TASK:
Return all of the data exactly, with nothing left out but the pictures.

* * * *

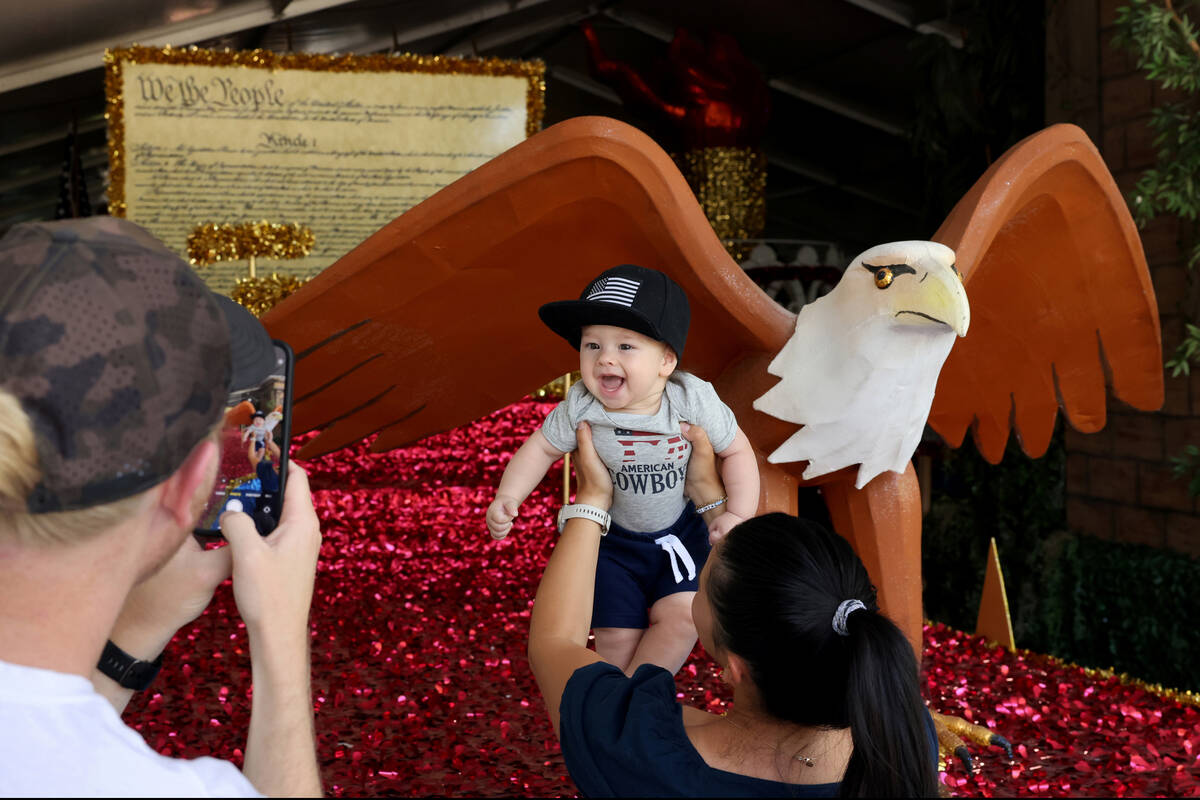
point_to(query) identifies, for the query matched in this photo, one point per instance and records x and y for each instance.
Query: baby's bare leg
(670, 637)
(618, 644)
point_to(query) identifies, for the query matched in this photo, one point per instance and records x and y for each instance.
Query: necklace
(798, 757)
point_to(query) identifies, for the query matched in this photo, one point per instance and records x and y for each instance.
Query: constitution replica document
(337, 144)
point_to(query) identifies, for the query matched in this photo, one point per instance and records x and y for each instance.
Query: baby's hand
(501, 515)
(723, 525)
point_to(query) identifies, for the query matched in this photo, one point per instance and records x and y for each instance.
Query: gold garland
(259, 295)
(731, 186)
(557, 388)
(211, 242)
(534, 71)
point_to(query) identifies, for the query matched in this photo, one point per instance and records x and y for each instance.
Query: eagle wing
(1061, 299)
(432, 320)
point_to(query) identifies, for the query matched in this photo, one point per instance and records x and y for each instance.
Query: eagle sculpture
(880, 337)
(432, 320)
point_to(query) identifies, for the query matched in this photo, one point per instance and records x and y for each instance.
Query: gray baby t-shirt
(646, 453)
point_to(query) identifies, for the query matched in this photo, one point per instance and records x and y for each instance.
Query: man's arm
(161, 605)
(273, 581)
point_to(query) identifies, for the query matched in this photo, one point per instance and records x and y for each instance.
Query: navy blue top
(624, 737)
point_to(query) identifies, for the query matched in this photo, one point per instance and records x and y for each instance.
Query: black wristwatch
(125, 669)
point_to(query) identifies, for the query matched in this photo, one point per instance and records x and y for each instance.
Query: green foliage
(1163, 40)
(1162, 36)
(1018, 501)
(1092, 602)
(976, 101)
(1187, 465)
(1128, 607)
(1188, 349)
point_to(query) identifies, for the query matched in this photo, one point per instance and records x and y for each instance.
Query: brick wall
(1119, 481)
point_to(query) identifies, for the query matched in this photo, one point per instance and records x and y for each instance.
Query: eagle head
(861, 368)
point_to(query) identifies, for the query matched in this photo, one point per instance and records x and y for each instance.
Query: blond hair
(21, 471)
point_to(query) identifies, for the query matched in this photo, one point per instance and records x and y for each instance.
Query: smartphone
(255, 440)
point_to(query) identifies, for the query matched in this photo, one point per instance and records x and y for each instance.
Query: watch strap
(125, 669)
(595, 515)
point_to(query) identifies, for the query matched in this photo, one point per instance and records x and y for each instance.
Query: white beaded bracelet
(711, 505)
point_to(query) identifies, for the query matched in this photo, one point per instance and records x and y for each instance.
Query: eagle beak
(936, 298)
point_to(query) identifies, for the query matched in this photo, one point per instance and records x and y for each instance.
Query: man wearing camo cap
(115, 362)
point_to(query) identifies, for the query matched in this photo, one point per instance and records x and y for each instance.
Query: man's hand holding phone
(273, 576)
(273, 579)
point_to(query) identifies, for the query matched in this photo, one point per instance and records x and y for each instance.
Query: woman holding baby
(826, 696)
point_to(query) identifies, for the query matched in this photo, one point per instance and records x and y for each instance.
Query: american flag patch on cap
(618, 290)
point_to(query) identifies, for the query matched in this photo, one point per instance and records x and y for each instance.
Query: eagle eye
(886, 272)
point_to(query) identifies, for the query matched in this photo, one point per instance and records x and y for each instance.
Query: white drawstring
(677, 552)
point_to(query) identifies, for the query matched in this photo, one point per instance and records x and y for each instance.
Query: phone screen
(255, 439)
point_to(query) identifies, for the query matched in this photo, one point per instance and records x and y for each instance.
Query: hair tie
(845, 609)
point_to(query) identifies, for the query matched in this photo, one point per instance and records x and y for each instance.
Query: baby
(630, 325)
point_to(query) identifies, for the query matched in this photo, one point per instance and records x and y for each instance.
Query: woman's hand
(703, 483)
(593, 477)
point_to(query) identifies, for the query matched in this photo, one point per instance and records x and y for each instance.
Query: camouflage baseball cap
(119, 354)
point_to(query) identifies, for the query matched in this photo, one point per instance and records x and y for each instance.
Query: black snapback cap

* * * *

WRITTEN REPLY:
point_to(query) identifies, for the query matched in this photo, one point per instance and records x and y for each instance.
Query: baby's bare leg
(670, 637)
(618, 644)
point_to(query) identifies, for the query matched in this photo, one point per instance and records x and y for each instance.
Query: necklace
(798, 757)
point_to(query) identifies, for the query matched in this photo, one point per instance and records x and y for each instance.
Query: constitution replica document
(337, 144)
point_to(query) identifies, for the query matched in this photo, one point per instance and records x and y for each instance.
Query: baby's hand
(501, 515)
(723, 525)
point_to(query) identifies, for the query matched in this photo, one point per instance and records x and y for each instance.
Query: gold garland
(259, 295)
(731, 186)
(557, 388)
(211, 242)
(534, 71)
point_to(query) identifies, for the query matched in this photo, one point per instance and records x and y for each instance.
Query: eagle wing
(1061, 299)
(432, 320)
point_to(query) identifies, for the query matched in this photo, one point per instance and records x and y for each instance.
Query: eagle sculpture
(880, 337)
(432, 320)
point_to(query) identifies, for the query matched in this photo, one point per instance and records x and y for each instance.
Query: gray baby t-shirt
(646, 453)
point_to(query) identifies, for the query matched in this photo, one point per instance and records x and y for each instance.
Query: man's arm
(161, 605)
(273, 581)
point_to(query) identifies, for the query matched in this photo, one point per instance and records x and y for each instance.
Query: navy blue top
(624, 737)
point_to(query) identifies, for the query matched in this photo, one point per instance and records x and y for each instance.
Query: black wristwatch
(125, 669)
point_to(query) identifies, for the query matched in this photo, one point per instance and records x and y for each instance.
Query: green foliage
(1163, 40)
(1162, 36)
(1018, 501)
(1092, 602)
(976, 101)
(1187, 465)
(1128, 607)
(1188, 349)
point_to(query) identifies, for the query matched in this photo, one point per instance and records x and y for each instance.
Query: brick wall
(1119, 481)
point_to(query) identifies, for the query matched in this photo, one point per instance and records x and y for each instance.
Query: eagle head
(861, 368)
point_to(query) identifies, for the query matched in this photo, one point per instance and records x and y for each instance.
Query: blond hair
(21, 471)
point_to(query) identifies, for the query matched in this photo, one point per instance and records x and y for each instance.
Query: smartphone
(255, 440)
point_to(query) identifies, for the query matched in this photo, one point per instance and records x and y for each instance.
Query: watch strap
(125, 669)
(595, 515)
point_to(query) identifies, for the query matched in this photo, one point per instance and records x and y for each instance.
Query: white beaded bracelet
(711, 505)
point_to(query) identifies, for the query matched in this photo, one point per instance and records x and y for each instance.
Query: eagle beak
(936, 298)
point_to(query) identifies, for the query matched in this photo, one point per instance and records x and y for each instance.
Query: man wearing camo cap
(115, 362)
point_to(query) identifies, for the query matched in this photo, one point per instance and records x and y for each instance.
Query: man's hand holding phone
(273, 576)
(273, 579)
point_to(query) identifies, for the query matched in this photo, one point per instance and records x and y for each instance.
Query: woman holding baby
(826, 696)
point_to(query) identifies, for the query matched in this photo, one point per instance and records x and y for each instance.
Query: american flag patch on cap
(618, 290)
point_to(query) identifies, for the query matched in this photo, one point per instance and records x and y for each instance.
Query: eagle eye
(886, 272)
point_to(query) identifies, for the query matched in this photo, one point per instance and records x and y for each instance.
Query: white drawstring
(677, 552)
point_to(query) identifies, for the query matched in this photo, one point per instance and records x and y for each instance.
Query: phone screen
(255, 439)
point_to(query) identifies, for the query matched in this photo, one point per instance and records x and y for each instance.
Query: hair tie
(845, 609)
point_to(query) identifies, for the query matched in this photo, one point per instance and records x and y for each instance.
Query: baby
(630, 325)
point_to(query) identifies, for the query matched in this photo, one point per instance and records x and y for each instance.
Query: woman's hand
(703, 483)
(593, 477)
point_to(query) identifies, for the query matched in this photo, one point per instance and records x and y for each instance.
Query: camouflage baseball cap
(119, 354)
point_to(query) identifies, for the query matched in this photo, one point per instance and records x and y for each instance.
Query: black snapback cap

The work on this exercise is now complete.